WORK REQUIRED →
Pick out every line in the rows below that contains the word "handle", and copy each one.

____

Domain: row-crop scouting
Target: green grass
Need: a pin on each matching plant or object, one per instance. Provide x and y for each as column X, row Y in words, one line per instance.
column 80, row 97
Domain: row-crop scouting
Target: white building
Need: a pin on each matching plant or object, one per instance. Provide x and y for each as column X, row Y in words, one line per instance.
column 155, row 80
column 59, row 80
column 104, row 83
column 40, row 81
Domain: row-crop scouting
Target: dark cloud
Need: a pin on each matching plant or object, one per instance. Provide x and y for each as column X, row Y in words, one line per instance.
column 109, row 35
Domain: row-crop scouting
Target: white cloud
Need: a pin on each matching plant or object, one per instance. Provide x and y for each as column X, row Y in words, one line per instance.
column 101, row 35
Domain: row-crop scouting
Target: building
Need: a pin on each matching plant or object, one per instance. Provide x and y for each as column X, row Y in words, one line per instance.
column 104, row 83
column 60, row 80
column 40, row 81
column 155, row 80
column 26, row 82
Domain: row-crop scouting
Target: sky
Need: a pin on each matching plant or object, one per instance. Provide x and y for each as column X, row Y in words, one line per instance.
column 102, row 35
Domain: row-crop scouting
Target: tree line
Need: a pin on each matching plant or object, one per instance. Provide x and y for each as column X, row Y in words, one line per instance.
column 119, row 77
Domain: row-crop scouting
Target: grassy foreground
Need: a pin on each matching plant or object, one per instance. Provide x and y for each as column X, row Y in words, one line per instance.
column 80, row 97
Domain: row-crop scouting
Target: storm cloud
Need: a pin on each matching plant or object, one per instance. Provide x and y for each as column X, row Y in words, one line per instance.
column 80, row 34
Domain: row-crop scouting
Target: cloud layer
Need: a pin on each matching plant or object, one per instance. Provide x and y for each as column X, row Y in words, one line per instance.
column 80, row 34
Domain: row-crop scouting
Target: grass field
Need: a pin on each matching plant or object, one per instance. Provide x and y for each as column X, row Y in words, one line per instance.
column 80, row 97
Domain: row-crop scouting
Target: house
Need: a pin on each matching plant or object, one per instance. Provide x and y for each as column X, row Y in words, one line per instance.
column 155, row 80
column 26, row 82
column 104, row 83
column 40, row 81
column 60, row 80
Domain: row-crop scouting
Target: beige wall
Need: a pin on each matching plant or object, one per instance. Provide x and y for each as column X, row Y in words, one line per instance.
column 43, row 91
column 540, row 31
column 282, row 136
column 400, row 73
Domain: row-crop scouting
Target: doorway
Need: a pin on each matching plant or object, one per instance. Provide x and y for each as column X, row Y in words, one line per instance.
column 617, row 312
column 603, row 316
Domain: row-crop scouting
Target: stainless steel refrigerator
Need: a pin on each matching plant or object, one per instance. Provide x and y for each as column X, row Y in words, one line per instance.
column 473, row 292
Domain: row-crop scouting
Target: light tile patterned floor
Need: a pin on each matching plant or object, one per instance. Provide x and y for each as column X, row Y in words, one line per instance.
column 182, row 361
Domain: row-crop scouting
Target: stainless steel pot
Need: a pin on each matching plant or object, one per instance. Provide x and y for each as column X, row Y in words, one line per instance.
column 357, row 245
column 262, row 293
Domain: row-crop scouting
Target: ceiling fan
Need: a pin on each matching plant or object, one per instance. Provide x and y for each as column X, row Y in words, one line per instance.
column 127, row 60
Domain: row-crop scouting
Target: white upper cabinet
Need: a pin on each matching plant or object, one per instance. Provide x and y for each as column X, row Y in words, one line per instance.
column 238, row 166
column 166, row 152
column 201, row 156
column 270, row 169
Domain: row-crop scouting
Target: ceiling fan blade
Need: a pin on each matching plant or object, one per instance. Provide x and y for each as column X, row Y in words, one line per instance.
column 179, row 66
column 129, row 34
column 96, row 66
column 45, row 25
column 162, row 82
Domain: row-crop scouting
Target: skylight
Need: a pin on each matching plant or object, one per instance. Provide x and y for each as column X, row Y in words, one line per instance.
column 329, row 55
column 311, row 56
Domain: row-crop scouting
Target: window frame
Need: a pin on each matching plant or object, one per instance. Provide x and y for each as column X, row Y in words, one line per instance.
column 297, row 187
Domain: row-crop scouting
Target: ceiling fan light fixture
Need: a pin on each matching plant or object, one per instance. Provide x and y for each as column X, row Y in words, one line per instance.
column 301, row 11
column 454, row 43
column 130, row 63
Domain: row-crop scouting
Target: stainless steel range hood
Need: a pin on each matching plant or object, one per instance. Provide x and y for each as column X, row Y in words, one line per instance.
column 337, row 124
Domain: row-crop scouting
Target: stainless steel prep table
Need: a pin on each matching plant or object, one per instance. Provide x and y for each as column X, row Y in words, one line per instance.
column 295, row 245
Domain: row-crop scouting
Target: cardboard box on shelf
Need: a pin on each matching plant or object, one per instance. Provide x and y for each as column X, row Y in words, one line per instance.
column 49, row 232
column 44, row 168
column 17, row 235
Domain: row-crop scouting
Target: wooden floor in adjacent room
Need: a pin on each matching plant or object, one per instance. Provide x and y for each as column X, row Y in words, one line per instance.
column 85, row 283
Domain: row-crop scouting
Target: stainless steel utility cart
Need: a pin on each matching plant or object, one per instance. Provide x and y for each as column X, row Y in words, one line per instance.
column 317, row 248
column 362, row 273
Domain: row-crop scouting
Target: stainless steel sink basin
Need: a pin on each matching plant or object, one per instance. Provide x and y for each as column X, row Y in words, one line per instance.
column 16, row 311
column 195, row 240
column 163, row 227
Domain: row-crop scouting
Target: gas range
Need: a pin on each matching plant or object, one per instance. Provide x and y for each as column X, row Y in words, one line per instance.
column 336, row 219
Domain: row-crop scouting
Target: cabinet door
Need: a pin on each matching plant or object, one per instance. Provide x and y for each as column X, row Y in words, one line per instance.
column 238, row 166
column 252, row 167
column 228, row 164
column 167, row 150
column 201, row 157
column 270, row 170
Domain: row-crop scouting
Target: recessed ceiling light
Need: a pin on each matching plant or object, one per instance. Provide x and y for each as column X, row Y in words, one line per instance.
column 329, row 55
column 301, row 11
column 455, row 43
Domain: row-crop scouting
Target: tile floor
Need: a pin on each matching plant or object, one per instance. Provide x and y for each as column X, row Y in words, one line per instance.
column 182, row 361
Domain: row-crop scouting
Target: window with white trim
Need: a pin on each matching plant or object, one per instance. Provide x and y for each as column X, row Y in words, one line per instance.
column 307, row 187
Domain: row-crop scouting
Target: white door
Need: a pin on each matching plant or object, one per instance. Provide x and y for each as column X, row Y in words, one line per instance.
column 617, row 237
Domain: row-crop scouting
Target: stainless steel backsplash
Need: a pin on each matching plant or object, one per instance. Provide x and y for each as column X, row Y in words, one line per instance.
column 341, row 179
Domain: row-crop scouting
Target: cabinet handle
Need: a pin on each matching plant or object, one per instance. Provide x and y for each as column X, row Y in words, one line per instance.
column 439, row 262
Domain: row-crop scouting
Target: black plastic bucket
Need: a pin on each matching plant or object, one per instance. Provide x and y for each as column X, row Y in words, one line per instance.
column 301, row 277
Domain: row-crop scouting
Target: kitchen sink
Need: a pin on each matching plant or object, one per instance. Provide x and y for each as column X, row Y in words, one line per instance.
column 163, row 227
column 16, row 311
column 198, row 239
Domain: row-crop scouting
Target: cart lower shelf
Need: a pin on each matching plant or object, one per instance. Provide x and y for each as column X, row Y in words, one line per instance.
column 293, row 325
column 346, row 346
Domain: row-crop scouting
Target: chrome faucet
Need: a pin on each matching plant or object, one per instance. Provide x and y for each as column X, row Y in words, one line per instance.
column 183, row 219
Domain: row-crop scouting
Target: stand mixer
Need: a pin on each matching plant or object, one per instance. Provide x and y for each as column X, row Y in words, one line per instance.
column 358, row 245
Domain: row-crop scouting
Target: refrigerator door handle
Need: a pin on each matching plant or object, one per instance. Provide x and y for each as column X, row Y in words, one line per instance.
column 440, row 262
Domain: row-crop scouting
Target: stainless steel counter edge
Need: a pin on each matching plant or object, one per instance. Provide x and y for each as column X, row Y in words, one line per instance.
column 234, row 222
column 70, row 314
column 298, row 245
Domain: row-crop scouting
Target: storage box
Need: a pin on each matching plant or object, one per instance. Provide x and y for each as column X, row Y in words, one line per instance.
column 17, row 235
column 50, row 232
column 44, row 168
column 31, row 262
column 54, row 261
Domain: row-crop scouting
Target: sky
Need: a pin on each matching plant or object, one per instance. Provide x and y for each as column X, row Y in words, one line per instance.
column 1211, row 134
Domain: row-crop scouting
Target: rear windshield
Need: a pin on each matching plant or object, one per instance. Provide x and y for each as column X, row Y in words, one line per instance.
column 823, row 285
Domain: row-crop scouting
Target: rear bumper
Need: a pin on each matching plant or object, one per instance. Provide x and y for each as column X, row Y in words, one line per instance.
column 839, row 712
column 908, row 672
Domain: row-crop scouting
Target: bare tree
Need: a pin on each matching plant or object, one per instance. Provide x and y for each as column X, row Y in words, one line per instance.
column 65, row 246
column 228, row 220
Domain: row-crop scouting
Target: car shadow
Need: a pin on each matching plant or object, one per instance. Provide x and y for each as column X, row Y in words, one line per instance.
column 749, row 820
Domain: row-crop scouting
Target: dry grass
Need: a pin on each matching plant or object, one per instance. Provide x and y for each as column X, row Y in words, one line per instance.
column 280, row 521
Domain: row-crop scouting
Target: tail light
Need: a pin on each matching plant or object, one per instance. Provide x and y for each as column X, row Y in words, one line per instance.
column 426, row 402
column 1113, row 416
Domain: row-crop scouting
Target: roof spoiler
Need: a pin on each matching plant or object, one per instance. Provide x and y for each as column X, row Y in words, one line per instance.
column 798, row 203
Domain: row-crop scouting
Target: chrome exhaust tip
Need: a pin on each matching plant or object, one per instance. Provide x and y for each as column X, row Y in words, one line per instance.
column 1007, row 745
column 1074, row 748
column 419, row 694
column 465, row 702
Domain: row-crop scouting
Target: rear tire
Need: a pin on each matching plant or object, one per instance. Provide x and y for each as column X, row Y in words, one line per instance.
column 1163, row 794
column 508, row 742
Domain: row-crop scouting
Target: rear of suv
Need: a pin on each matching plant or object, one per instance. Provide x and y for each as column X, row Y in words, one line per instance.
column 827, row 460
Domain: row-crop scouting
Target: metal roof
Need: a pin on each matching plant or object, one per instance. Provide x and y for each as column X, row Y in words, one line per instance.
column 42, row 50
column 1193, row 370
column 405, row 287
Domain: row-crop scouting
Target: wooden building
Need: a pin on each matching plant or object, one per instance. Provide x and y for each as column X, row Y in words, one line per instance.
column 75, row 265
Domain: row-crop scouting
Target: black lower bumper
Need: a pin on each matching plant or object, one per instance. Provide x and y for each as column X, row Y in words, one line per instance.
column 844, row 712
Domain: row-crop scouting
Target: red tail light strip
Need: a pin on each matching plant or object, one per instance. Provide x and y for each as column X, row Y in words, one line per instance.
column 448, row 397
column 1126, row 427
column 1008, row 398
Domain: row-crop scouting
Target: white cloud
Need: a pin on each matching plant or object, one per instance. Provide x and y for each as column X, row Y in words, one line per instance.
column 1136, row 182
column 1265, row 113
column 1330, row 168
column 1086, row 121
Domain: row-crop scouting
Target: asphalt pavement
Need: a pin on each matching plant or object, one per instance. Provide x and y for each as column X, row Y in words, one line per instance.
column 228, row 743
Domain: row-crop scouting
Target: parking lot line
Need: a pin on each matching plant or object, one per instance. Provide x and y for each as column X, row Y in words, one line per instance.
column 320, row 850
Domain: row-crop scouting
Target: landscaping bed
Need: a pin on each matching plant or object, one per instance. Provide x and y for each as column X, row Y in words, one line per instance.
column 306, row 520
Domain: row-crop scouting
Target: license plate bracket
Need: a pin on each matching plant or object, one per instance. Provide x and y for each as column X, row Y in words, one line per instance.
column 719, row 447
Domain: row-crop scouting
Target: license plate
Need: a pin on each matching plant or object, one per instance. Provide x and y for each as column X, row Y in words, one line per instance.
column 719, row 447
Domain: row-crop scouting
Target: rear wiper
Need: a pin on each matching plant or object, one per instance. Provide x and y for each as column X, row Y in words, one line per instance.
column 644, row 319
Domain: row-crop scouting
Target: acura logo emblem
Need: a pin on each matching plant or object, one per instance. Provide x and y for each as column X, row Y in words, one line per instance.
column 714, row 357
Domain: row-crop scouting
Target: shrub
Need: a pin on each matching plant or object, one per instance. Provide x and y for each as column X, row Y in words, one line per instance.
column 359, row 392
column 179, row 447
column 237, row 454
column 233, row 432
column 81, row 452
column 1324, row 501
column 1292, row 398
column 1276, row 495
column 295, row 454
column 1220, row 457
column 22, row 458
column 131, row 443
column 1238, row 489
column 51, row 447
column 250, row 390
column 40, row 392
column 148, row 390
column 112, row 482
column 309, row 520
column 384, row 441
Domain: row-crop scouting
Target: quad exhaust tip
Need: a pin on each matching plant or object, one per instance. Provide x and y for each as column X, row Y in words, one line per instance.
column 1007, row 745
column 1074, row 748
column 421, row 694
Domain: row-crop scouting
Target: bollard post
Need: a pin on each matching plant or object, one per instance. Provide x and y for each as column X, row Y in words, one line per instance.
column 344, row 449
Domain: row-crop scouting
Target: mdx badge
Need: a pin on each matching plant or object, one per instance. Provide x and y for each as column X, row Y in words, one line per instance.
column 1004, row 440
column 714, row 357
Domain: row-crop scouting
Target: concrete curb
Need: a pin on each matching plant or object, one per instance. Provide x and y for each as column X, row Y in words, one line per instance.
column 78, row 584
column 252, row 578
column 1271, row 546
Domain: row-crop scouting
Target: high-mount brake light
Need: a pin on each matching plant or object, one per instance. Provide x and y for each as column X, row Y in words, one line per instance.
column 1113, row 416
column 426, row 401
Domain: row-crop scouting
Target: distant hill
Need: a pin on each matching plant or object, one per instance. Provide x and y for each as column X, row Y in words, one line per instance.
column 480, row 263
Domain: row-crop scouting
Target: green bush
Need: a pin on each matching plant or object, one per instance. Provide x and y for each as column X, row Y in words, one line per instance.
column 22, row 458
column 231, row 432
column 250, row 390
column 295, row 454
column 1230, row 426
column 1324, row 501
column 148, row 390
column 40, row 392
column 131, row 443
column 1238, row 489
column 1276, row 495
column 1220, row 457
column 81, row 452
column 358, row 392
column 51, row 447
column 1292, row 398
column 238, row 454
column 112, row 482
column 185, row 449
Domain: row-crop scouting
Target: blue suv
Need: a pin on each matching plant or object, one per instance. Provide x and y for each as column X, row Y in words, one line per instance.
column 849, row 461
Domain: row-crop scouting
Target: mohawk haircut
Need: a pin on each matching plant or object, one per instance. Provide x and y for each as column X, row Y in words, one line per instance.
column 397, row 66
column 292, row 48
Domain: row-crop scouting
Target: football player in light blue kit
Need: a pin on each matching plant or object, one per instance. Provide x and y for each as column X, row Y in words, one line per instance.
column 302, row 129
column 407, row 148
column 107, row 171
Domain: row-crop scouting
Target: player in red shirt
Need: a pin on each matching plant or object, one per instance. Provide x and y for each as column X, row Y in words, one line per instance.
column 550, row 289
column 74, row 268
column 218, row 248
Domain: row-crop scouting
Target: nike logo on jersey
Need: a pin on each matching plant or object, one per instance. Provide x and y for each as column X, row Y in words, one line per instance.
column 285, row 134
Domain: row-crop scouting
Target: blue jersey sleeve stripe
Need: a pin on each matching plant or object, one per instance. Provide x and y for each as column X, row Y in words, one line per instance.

____

ANSWER TO THE PROBLEM →
Target: cabinet handle
Target: refrigerator door handle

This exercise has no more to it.